━━━━━ SOURCE EXCERPT ━━━━━

Mixing data, optimization and decision

The role of automatic differentiation

Guillaume Dalle

LVMT

2025-06-13

A little about me

📜 CV

2019-2022: PhD at CERMICS
2022: visiting student at MIT
2023-2024: postdoc at EPFL
2025-????: researcher here!

💕 Passions

By day: applied mathematics, computer science
By night: board games, songwriting, musicals

Motivation

Road traffic

MATSim model of Paris (https://matsim.org/gallery/paris/)

Train routing

Flatland railway simulator

Mohanty et al. (2020)

Challenges

📊 Calibration

Fitting model parameters to explain observed data.

🏃 Acceleration

Replacing complicated models with simpler surrogates.

🗺️ Decision-making

Using these models to inform industrial or political choices.

We focus on simpler models

They are easier to analyze and optimize.

Path problems with congestion

Shortest paths

Most transportation problems live on a graph $G = (V, E)$:

$V$ is a set of vertices

$E$ is a set of (weighted) edges

Shortest path = sequence of edges $a \to b$ with minimum cost.

Single agent	Interacting agents
Easy	Hard

Static traffic assignment (theory)

What if conflicting agents cause a slowdown?

━━━━━ DATA PROVIDED ━━━━━

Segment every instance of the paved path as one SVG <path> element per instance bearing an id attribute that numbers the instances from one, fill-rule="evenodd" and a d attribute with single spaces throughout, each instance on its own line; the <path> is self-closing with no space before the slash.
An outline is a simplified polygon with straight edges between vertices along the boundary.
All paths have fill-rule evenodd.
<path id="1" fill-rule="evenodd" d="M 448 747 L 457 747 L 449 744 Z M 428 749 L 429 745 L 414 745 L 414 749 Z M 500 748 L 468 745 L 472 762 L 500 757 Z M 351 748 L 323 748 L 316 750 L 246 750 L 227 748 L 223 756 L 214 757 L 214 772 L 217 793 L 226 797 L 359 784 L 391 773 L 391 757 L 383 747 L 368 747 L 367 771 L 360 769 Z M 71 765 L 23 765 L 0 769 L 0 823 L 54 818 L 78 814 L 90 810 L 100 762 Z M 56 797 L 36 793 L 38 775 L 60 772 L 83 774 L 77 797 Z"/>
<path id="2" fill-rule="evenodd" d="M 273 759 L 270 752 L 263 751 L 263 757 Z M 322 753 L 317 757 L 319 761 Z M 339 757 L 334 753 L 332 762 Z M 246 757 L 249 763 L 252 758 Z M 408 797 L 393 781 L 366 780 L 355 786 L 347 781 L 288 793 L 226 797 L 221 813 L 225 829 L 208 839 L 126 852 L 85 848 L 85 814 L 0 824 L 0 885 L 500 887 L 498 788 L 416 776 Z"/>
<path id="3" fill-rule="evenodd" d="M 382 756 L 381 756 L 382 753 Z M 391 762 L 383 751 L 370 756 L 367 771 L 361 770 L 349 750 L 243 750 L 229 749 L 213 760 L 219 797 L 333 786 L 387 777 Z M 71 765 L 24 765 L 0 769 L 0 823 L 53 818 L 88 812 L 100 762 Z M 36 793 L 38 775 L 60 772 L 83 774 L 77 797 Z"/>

━━━━━

EXERCISE REQUIREMENTS:
1. How does the presentation define a shortest path?
2. Write out the passage of the presentation from "Shortest paths" up to and including "with minimum cost.".
3. Decide whether each statement agrees with the presentation. Answer yes or no, and quote the words that decide it.
(a) Guillaume Dalle held a postdoc at EPFL in 2023-2024.
(b) The presentation focuses on more complex models.
(c) Calibration means replacing complicated models with simpler surrogates.
The rows play no role in this exercise.

THE SOLUTIONS:
1. A shortest path is a sequence of edges $a \to b$ with minimum cost.

2.
Shortest paths

Most transportation problems live on a graph $G = (V, E)$:

$V$ is a set of vertices

$E$ is a set of (weighted) edges

Shortest path = sequence of edges $a \to b$ with minimum cost.

3.
(a) Yes: "2023-2024: postdoc at EPFL"
(b) No: "We focus on simpler models"
(c) No: "Fitting model parameters to explain observed data."